# Raw data:
###

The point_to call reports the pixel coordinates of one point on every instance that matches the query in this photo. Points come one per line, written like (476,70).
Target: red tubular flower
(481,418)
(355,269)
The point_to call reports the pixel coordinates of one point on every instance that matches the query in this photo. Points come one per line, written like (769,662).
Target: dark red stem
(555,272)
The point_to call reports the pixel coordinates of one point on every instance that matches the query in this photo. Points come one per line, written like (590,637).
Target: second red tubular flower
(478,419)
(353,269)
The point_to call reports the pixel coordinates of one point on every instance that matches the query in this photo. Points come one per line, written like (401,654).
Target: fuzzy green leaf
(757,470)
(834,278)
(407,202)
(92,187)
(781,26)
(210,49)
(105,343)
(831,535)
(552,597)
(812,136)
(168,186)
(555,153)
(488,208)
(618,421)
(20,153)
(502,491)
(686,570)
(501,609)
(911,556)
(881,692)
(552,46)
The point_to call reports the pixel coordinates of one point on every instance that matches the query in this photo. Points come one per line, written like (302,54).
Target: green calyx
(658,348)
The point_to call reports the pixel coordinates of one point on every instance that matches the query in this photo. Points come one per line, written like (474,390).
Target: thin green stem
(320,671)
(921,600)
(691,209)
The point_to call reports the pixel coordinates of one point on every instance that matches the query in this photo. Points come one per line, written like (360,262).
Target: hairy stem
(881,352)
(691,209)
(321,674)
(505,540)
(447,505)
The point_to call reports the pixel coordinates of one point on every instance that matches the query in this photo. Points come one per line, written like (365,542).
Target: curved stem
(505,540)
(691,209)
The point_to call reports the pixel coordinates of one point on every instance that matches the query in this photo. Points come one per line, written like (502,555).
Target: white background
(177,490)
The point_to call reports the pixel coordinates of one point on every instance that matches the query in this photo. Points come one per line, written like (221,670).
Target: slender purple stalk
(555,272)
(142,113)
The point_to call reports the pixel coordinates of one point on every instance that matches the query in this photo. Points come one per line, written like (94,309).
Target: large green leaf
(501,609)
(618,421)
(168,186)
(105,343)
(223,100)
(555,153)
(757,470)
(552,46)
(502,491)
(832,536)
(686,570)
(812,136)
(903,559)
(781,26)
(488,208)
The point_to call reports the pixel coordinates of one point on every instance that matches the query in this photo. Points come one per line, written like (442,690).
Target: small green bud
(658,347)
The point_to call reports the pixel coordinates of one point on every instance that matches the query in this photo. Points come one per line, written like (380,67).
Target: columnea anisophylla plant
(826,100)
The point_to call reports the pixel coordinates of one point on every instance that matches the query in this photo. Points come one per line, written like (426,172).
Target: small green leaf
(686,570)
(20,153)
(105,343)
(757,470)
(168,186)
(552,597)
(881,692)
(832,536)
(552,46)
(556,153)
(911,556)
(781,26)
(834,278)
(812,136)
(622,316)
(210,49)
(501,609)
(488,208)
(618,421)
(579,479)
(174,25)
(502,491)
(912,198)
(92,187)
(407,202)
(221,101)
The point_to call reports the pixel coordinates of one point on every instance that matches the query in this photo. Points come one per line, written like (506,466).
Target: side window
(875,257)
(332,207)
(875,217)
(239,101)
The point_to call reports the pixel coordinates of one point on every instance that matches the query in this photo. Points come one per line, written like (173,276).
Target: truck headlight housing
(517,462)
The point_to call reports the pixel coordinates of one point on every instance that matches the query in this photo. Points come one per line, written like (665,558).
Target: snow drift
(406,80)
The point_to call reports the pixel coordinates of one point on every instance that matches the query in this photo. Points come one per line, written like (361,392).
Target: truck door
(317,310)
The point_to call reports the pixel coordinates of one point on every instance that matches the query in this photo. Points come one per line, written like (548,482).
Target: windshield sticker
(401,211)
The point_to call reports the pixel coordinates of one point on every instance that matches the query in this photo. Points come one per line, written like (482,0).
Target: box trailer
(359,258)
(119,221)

###

# Set problem:
From the first line to the last, please quote the material above exactly.

# Task solution:
The point_to call reports the pixel coordinates of one point on every instance that matches the query in this photo. Points come one per line, written like (476,70).
Target: red tubular flower
(481,418)
(355,269)
The point_to call reports the pixel coordinates of one point on every instance that matches the query in this photo. Points come one per line, written like (769,662).
Target: dark red stem
(555,272)
The point_to call reports the pixel coordinates of one point on every instance that matches the query in this photo. Points come one per line, written like (590,637).
Target: second red tubular flower
(478,419)
(353,269)
The point_to call reports the pixel coordinates of one point on every instance that matches the query in this photo. Points come one per line, written like (401,654).
Target: fuzzy green leaf
(757,470)
(834,278)
(407,202)
(92,187)
(781,26)
(210,49)
(105,343)
(831,535)
(552,597)
(812,136)
(168,186)
(555,153)
(488,208)
(618,421)
(20,153)
(502,491)
(686,570)
(501,609)
(911,556)
(881,692)
(552,46)
The point_to call reports the pixel coordinates of one point on every instance that matches the query in this photo. Points come one per line, written like (302,54).
Target: green calyx
(658,348)
The point_to call reports the pixel coordinates of one point on every instance that matches the query in this photo. Points come one per line, written like (474,390).
Target: thin green stem
(320,671)
(921,600)
(691,209)
The point_to call reports the pixel coordinates of one point on every instance that matches the query in this photo. Points come one per line, written like (360,262).
Target: hairy stem
(881,352)
(691,209)
(321,674)
(505,540)
(447,505)
The point_to call reports the pixel coordinates of one point on every instance that matches the query in this photo. Points come one per line, written like (365,542).
Target: curved stem
(505,540)
(691,209)
The point_to call reports the pixel coordinates of one point on every instance that matches the query in this photo. Points come one per line, written like (502,555).
Target: white background
(177,490)
The point_to call reports the pixel coordinates of one point on every instance that matches the query in this photo. Points come one per line, written like (221,670).
Target: slender purple stalk
(555,272)
(142,113)
The point_to call reports the pixel coordinates of one point on every instance that matches the query in this photo. Points come one per line, written like (94,309).
Target: large green leaf
(501,609)
(618,421)
(168,186)
(105,343)
(223,100)
(555,153)
(757,470)
(552,46)
(502,491)
(832,536)
(686,570)
(812,136)
(903,559)
(781,26)
(488,208)
The point_to call reports the pixel coordinates of one point on every instance that matches the query in this photo. Points come one per line, written like (442,690).
Target: small green bud
(658,347)
The point_to call reports the pixel coordinates of one point on every instance that matches the query in this photo. Points come one per line, written like (380,67).
Target: columnea anisophylla plant
(826,100)
The point_to call reports the pixel coordinates of one point on every instance that matches the query in this photo. Points come one per line, written like (426,172).
Target: small green leaf
(686,570)
(20,153)
(105,343)
(757,470)
(168,186)
(552,597)
(881,692)
(832,536)
(552,46)
(556,153)
(911,556)
(781,26)
(834,278)
(812,136)
(622,316)
(210,49)
(501,609)
(488,208)
(618,421)
(579,479)
(174,25)
(502,491)
(912,198)
(92,187)
(407,202)
(221,101)
The point_to call reports the pixel coordinates of one point on every instance that matches the query in this photo. Points come one per line, written like (506,466).
Target: side window
(875,257)
(332,207)
(875,217)
(239,101)
The point_to call reports the pixel coordinates of one point on every instance that matches the query in this photo. Points come one per line, written like (173,276).
Target: truck headlight housing
(517,462)
The point_to call reports the pixel coordinates of one point on every instance that matches the query in this photo. Points come one per line, written like (665,558).
Target: snow drift
(406,80)
The point_to call reports the pixel coordinates of one point on every instance that matches the query in this photo. Points come one per line, written like (361,392).
Target: truck door
(317,310)
The point_to call reports the pixel coordinates of one point on every instance that matches the query in this photo. Points come one per line, written like (548,482).
Target: windshield sticker
(401,211)
The point_to call reports the pixel coordinates of one point on every instance that matches the query in this photo. Points come one per line, written like (482,0).
Target: box trailer
(359,258)
(119,221)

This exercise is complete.